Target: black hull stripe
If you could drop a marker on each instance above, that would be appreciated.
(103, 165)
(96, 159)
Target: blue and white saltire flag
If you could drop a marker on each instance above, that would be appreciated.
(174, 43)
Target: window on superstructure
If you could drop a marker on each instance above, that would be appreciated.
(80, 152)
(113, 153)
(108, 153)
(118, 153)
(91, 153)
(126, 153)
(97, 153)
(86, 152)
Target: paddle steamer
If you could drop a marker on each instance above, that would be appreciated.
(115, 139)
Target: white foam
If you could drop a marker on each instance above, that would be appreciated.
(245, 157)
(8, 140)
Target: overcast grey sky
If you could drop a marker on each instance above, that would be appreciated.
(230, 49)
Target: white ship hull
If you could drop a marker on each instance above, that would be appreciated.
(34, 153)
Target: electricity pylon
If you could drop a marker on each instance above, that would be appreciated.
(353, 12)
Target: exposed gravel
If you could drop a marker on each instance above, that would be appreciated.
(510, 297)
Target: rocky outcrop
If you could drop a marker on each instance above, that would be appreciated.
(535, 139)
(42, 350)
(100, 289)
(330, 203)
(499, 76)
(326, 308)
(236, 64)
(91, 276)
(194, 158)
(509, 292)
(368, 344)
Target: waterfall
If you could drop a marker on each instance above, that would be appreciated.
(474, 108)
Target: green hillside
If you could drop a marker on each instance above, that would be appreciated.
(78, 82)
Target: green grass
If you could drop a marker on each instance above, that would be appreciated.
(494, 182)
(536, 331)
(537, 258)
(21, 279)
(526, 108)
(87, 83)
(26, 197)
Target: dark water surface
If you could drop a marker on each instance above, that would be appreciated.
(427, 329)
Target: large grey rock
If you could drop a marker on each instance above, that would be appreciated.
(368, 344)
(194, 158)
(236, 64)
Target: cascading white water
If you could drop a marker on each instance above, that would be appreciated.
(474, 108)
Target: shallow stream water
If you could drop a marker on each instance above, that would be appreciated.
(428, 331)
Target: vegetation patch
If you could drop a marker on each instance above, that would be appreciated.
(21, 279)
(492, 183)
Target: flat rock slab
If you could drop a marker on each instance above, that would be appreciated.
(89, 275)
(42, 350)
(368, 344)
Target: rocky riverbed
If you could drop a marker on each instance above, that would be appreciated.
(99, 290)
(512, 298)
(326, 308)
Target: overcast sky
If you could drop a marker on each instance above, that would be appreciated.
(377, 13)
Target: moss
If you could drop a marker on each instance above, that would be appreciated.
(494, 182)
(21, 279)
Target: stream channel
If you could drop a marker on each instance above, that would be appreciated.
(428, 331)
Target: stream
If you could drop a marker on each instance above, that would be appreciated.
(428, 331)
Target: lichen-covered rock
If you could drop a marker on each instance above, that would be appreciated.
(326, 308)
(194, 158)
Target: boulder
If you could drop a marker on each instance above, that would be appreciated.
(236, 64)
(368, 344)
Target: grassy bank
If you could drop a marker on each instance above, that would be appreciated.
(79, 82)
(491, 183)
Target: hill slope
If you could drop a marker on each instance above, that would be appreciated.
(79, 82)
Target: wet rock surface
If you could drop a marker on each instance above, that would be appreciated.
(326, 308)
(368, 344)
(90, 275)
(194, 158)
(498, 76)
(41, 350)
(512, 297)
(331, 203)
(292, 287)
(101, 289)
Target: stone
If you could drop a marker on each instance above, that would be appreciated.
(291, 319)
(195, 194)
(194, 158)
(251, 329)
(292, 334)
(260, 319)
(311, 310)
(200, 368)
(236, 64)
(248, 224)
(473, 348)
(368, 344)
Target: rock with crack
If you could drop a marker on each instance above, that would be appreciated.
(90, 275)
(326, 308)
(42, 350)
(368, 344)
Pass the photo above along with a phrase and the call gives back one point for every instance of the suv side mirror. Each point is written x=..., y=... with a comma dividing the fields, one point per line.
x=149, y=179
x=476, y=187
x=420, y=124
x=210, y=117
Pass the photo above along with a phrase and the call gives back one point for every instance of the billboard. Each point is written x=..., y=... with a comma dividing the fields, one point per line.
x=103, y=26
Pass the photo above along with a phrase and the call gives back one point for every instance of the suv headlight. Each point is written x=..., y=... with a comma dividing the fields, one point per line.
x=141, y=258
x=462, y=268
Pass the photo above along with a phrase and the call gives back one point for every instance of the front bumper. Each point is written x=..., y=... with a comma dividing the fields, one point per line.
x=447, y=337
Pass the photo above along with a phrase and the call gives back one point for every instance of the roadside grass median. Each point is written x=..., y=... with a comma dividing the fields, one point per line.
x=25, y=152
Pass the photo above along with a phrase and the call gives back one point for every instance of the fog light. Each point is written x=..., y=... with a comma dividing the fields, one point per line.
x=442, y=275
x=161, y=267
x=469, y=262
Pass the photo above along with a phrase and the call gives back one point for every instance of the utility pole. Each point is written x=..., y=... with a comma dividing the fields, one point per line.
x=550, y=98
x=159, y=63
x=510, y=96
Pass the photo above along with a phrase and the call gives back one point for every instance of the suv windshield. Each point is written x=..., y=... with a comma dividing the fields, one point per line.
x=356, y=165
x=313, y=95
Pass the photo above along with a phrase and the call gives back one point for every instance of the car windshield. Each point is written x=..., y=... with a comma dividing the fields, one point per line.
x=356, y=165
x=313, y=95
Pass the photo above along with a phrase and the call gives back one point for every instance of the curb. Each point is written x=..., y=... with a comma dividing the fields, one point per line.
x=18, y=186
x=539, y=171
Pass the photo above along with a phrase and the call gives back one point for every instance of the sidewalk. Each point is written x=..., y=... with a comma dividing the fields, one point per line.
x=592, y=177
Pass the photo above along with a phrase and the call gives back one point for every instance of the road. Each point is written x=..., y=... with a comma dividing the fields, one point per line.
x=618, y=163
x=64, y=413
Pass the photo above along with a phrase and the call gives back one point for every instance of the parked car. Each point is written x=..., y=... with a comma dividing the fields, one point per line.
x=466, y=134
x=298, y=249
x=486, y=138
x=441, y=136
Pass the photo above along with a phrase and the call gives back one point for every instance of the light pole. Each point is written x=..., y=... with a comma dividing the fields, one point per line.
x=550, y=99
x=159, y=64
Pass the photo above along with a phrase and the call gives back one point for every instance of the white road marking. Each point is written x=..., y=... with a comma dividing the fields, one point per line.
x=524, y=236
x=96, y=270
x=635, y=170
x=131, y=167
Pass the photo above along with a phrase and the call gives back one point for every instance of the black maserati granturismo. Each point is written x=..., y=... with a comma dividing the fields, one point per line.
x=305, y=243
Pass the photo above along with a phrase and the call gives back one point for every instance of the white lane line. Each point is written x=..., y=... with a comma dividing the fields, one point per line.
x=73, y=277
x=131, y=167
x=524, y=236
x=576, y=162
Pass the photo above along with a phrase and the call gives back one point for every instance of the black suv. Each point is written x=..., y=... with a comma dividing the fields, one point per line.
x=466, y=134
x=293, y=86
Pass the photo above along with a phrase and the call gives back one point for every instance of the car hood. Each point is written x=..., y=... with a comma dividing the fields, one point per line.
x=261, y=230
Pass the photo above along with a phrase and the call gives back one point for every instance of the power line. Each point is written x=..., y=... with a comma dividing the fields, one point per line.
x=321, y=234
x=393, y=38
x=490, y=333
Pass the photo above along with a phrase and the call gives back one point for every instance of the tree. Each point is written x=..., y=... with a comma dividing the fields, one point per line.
* * * * * * * * *
The problem ->
In the listing above, find each line where "overcast" occurs and copy it.

Answer to this task ->
Target: overcast grey sky
Target: overcast sky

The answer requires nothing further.